▶ [EXERCISE INSTRUCTIONS]
Each entry is to be given again word for word; images are dropped.

▶ [DATA FOR REVIEW]
☆ ☆ ☆ ☆ ☆
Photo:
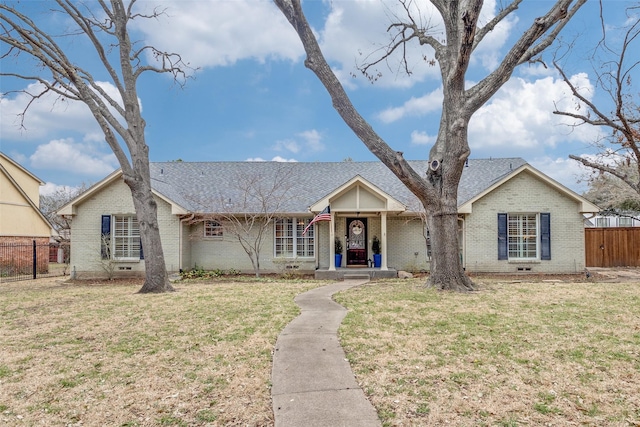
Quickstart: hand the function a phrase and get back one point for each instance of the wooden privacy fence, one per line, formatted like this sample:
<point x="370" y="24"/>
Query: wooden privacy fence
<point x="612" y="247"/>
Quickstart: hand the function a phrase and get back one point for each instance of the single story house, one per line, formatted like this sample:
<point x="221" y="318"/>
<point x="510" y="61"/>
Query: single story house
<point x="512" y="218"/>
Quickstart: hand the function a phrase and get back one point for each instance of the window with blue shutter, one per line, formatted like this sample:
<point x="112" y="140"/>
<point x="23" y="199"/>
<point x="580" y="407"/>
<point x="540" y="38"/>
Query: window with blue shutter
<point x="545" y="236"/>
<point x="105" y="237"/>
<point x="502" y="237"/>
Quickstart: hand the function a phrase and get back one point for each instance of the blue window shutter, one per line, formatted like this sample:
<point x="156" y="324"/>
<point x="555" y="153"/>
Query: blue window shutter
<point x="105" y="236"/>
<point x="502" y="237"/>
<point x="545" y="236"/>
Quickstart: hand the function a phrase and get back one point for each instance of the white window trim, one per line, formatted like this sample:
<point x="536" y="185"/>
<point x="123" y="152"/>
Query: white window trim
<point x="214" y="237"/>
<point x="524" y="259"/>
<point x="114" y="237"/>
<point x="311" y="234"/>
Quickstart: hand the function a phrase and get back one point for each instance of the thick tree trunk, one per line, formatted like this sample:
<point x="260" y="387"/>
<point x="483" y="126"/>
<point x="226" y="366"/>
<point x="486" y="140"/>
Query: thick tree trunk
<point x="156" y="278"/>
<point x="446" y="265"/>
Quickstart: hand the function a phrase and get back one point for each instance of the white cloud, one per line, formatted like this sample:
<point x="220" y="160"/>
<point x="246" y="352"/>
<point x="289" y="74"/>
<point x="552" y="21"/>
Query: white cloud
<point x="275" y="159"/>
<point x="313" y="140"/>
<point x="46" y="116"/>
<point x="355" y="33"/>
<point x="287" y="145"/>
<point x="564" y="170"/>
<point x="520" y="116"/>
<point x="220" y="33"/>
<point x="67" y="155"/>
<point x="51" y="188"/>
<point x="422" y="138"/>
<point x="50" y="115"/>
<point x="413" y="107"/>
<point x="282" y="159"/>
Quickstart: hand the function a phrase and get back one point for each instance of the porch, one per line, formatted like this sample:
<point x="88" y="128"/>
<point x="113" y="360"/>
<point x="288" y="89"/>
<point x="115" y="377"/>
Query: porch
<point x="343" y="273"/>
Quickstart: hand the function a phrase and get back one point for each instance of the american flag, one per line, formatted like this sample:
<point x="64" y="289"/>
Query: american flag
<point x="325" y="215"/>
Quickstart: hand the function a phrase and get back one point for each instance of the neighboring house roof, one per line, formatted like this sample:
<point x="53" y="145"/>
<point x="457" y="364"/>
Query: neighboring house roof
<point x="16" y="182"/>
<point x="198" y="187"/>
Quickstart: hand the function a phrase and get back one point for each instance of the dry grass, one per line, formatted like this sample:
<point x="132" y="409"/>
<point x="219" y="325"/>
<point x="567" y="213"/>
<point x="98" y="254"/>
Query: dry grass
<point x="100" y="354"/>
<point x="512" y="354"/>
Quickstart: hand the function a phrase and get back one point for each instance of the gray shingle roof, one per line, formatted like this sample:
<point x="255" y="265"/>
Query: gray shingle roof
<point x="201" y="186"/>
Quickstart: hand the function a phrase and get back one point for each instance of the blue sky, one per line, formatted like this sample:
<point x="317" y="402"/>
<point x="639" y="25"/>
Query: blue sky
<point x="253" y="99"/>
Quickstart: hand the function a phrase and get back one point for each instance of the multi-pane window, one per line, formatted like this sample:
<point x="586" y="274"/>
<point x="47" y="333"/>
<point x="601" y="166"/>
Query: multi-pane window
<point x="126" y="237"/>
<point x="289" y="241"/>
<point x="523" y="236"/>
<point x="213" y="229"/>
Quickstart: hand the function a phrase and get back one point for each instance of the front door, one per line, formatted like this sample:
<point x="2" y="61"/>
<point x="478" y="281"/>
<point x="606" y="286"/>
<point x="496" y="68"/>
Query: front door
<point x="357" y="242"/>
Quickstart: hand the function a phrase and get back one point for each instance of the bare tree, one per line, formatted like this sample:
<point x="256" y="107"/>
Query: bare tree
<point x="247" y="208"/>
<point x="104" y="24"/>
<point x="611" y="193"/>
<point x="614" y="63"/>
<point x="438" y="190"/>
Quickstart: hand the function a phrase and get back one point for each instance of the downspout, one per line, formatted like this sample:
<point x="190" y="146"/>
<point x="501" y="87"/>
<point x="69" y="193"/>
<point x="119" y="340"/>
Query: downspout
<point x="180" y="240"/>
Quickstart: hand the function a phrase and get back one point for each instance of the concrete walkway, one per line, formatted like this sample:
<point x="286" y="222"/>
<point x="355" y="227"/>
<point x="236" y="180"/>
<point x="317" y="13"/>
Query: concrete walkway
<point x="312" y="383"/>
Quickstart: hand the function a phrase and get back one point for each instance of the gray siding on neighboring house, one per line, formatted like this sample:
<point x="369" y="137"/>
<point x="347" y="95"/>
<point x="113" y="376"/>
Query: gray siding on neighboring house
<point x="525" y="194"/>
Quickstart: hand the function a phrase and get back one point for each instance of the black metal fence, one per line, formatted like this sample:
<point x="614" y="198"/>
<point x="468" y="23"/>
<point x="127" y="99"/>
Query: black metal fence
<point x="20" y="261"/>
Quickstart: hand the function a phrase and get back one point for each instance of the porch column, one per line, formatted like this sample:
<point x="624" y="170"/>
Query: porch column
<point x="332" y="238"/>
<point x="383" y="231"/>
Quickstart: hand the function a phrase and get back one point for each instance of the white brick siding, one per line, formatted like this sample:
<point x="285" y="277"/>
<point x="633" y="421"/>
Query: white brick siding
☆ ☆ ☆ ☆ ☆
▶ [RESULT FOR THIS EXERCISE]
Photo:
Quickstart: hand the function a phrase and get back one point for each instance of the wooden privacy fence, one per line, formatted like this sample:
<point x="370" y="24"/>
Query: wooden privacy fence
<point x="612" y="247"/>
Quickstart: hand the function a phrase and get back one point for each instance of the single story house, one per line, formatted like this sample:
<point x="221" y="318"/>
<point x="510" y="61"/>
Query: single story house
<point x="512" y="218"/>
Quickstart: hand the function a phrase and get back one point for each instance of the window with blue shutter, one per line, formatted like this sample:
<point x="112" y="140"/>
<point x="23" y="199"/>
<point x="580" y="407"/>
<point x="540" y="38"/>
Query: window with blue shutter
<point x="545" y="236"/>
<point x="105" y="237"/>
<point x="502" y="237"/>
Quickstart: hand the function a phrase and get back one point for each instance of the blue window shutter, one per line, formatted like this sample:
<point x="156" y="324"/>
<point x="555" y="153"/>
Query: blue window shutter
<point x="105" y="236"/>
<point x="502" y="237"/>
<point x="545" y="236"/>
Quickstart: hand the function a phrase and get back one point for each instance of the white window trim, one per line, formatted like this sample:
<point x="536" y="185"/>
<point x="123" y="152"/>
Query: white window trim
<point x="214" y="237"/>
<point x="524" y="259"/>
<point x="114" y="237"/>
<point x="311" y="234"/>
Quickstart: hand the function a phrase and get back one point for each instance of the thick tree trunk, one per line, formatted like this sample:
<point x="260" y="387"/>
<point x="483" y="126"/>
<point x="226" y="366"/>
<point x="486" y="140"/>
Query: thick tree trunk
<point x="156" y="278"/>
<point x="446" y="265"/>
Quickstart: hand the function a phrase and get back one point for each instance of the white cloud, one per line, formatted like this sample:
<point x="220" y="160"/>
<point x="246" y="352"/>
<point x="289" y="74"/>
<point x="552" y="21"/>
Query: white cloud
<point x="275" y="159"/>
<point x="313" y="140"/>
<point x="46" y="116"/>
<point x="355" y="33"/>
<point x="287" y="145"/>
<point x="564" y="170"/>
<point x="520" y="116"/>
<point x="220" y="33"/>
<point x="67" y="155"/>
<point x="51" y="188"/>
<point x="422" y="138"/>
<point x="50" y="115"/>
<point x="413" y="107"/>
<point x="282" y="159"/>
Quickstart: hand the function a phrase and get back one point for each instance of the porch, one per line, formatted like this sample:
<point x="88" y="128"/>
<point x="113" y="360"/>
<point x="288" y="89"/>
<point x="115" y="377"/>
Query: porch
<point x="343" y="273"/>
Quickstart: hand the function a phrase and get back one point for each instance of the american flag, one per line, formatted like this sample:
<point x="64" y="289"/>
Query: american flag
<point x="325" y="215"/>
Quickstart: hand the function a phrase and get back one point for each instance of the neighboring house roof, one per line, formatted like this sample:
<point x="53" y="145"/>
<point x="457" y="364"/>
Query: neighboring house roof
<point x="16" y="182"/>
<point x="198" y="187"/>
Quickstart: hand the function a phrase and get back one point for each instance of the dry grass, one per line, formatted like this sample:
<point x="132" y="409"/>
<point x="219" y="325"/>
<point x="567" y="213"/>
<point x="98" y="254"/>
Query: dry grass
<point x="100" y="354"/>
<point x="512" y="354"/>
Quickstart: hand the function a phrase and get back one point for each instance of the gray shingle roof, one per line, formatted like this sample:
<point x="255" y="265"/>
Query: gray shingle roof
<point x="201" y="186"/>
Quickstart: hand the function a phrase and get back one point for each instance of the blue sky, one per line, formatted like this sample:
<point x="317" y="402"/>
<point x="639" y="25"/>
Query: blue sky
<point x="253" y="99"/>
Quickstart: hand the function a phrase and get back one point for each instance of the multi-pane window, one per line, formatted like this sample:
<point x="586" y="274"/>
<point x="47" y="333"/>
<point x="601" y="166"/>
Query: multi-pane window
<point x="126" y="237"/>
<point x="289" y="241"/>
<point x="523" y="236"/>
<point x="213" y="229"/>
Quickstart: hand the function a phrase and get back one point for each instance of the front door, one per line, formatted like this sample:
<point x="2" y="61"/>
<point x="478" y="281"/>
<point x="606" y="286"/>
<point x="496" y="68"/>
Query: front door
<point x="357" y="242"/>
Quickstart: hand the function a phrase and get back one point for each instance of the bare tree, one per line, formatted like this sample:
<point x="256" y="107"/>
Query: bare tree
<point x="247" y="208"/>
<point x="104" y="24"/>
<point x="611" y="193"/>
<point x="614" y="63"/>
<point x="438" y="190"/>
Quickstart: hand the function a phrase and get back one point for each instance of the downspout, one per line, formatted like this sample:
<point x="190" y="146"/>
<point x="501" y="87"/>
<point x="69" y="193"/>
<point x="119" y="340"/>
Query: downspout
<point x="180" y="240"/>
Quickstart: hand the function a phrase and get back one point for each instance of the concrete walkway, one per line, formatted like this sample:
<point x="286" y="222"/>
<point x="355" y="227"/>
<point x="236" y="180"/>
<point x="317" y="13"/>
Query: concrete walkway
<point x="312" y="383"/>
Quickstart: hand the function a phrase and get back one point for each instance of the gray siding on neighboring house, one per line, formatted like this sample:
<point x="369" y="137"/>
<point x="347" y="95"/>
<point x="113" y="376"/>
Query: gray siding on neighboring house
<point x="525" y="194"/>
Quickstart: hand the function a phrase and get back one point for each instance of the black metal fence, one per line, formatted like this sample:
<point x="614" y="198"/>
<point x="468" y="23"/>
<point x="127" y="99"/>
Query: black metal fence
<point x="20" y="261"/>
Quickstart: hand the function a phrase and get back one point for each instance of the porch column, one per line, formatted like this sample:
<point x="624" y="170"/>
Query: porch column
<point x="332" y="238"/>
<point x="383" y="231"/>
Quickstart: hand the function a phrase and get back one point for each instance of the white brick siding, one per line, formatted like this sample:
<point x="285" y="277"/>
<point x="633" y="421"/>
Query: white brick siding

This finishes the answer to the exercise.